## Work to complete
Recast the items below as a numbered list, leaving out any blank lines.

- - - - -

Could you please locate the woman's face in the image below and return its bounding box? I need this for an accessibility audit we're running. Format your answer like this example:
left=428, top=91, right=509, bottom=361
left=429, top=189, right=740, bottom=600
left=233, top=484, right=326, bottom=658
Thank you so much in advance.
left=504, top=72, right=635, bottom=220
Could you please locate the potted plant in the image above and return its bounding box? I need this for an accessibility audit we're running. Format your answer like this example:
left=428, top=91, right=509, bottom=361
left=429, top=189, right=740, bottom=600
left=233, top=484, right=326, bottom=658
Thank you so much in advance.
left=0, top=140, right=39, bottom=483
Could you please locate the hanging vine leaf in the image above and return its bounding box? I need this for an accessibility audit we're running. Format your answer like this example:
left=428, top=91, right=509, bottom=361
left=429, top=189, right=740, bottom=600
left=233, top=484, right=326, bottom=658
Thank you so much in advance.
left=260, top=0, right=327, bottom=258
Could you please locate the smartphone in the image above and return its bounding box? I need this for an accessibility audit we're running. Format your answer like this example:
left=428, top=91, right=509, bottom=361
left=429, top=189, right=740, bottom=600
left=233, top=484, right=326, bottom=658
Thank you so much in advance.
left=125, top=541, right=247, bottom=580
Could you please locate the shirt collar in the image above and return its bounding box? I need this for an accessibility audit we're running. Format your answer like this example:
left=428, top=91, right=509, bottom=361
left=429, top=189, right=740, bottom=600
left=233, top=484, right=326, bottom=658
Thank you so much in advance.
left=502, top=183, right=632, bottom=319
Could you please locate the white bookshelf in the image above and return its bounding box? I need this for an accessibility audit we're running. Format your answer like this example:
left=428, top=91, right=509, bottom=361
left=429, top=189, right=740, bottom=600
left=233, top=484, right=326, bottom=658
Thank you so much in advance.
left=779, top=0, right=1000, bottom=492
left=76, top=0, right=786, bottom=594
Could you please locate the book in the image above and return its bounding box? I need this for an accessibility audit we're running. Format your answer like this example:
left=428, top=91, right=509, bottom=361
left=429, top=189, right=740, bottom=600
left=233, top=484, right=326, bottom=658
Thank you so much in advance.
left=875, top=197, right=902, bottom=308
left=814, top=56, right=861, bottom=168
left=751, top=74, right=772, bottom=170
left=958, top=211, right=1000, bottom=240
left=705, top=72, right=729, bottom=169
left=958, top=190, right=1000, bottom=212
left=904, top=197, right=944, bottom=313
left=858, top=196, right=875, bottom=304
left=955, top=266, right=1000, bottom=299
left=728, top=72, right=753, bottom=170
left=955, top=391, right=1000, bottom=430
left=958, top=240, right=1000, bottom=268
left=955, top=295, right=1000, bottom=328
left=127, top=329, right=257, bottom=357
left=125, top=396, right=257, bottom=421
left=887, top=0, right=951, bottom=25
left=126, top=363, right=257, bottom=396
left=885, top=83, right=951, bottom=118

- - - - -

## Solved exercise
1. Could you please locate the woman's face in the image below and return its bounding box? I need this for an accessibility audit we're running. Format your answer like this example:
2. left=428, top=91, right=509, bottom=361
3. left=429, top=189, right=740, bottom=600
4. left=233, top=484, right=326, bottom=658
5. Thank you so much in advance.
6. left=504, top=72, right=635, bottom=220
7. Could you please locate the potted plant in the image above and return its bounding box? I need this for an accessibility audit we're running. Format your answer like this example:
8. left=428, top=91, right=509, bottom=361
9. left=429, top=189, right=740, bottom=600
10. left=233, top=484, right=326, bottom=658
11. Thank you so much in advance.
12. left=0, top=140, right=39, bottom=483
13. Could you please locate the hanging vine leaf in the image above and return its bounding box? I need this for an accessibility audit we're running. Format your answer like this example:
14. left=428, top=91, right=509, bottom=361
15. left=429, top=189, right=740, bottom=600
16. left=233, top=484, right=326, bottom=658
17. Thank you so much in advance.
18. left=260, top=0, right=327, bottom=258
19. Could you please locate the smartphone in the image above and return its bounding box? I need this for an accessibility audit we're running. Format your answer like this example:
20. left=428, top=91, right=509, bottom=361
21. left=429, top=189, right=740, bottom=600
22. left=233, top=484, right=326, bottom=658
23. Thank you so much in advance.
24. left=125, top=541, right=247, bottom=580
25. Could you please locate the shirt collar in the image above and return its bounding box? I need this for an accessibility audit we're running. Format your answer like this example:
26. left=428, top=91, right=509, bottom=361
27. left=429, top=189, right=740, bottom=600
28. left=233, top=484, right=326, bottom=658
29. Thank you so much in advance.
30. left=502, top=183, right=632, bottom=319
31. Could you please locate the white bookshelf in the image above and return its bounding box? I need this for an accessibility audit we're running. Format your answer like this example:
32. left=428, top=91, right=509, bottom=361
33. left=429, top=189, right=740, bottom=600
34. left=233, top=484, right=326, bottom=658
35. Thank you so much in advance.
36. left=779, top=0, right=1000, bottom=492
37. left=76, top=0, right=786, bottom=594
38. Could you please locate the book in the image above and return its bounding box? I need this for an accessibility audit we're running. Format your answer like this example:
39. left=428, top=91, right=509, bottom=361
40. left=429, top=189, right=740, bottom=600
41. left=233, top=484, right=326, bottom=658
42. Thank you so much in advance.
43. left=875, top=197, right=902, bottom=308
44. left=814, top=56, right=861, bottom=168
45. left=751, top=74, right=772, bottom=170
46. left=958, top=211, right=1000, bottom=240
47. left=705, top=72, right=729, bottom=169
48. left=958, top=190, right=1000, bottom=212
49. left=904, top=197, right=944, bottom=313
50. left=858, top=196, right=875, bottom=304
51. left=955, top=266, right=1000, bottom=299
52. left=728, top=72, right=753, bottom=170
53. left=955, top=391, right=1000, bottom=430
54. left=958, top=240, right=1000, bottom=268
55. left=955, top=295, right=1000, bottom=328
56. left=127, top=329, right=257, bottom=357
57. left=125, top=396, right=257, bottom=421
58. left=887, top=0, right=951, bottom=25
59. left=126, top=363, right=257, bottom=396
60. left=885, top=83, right=951, bottom=118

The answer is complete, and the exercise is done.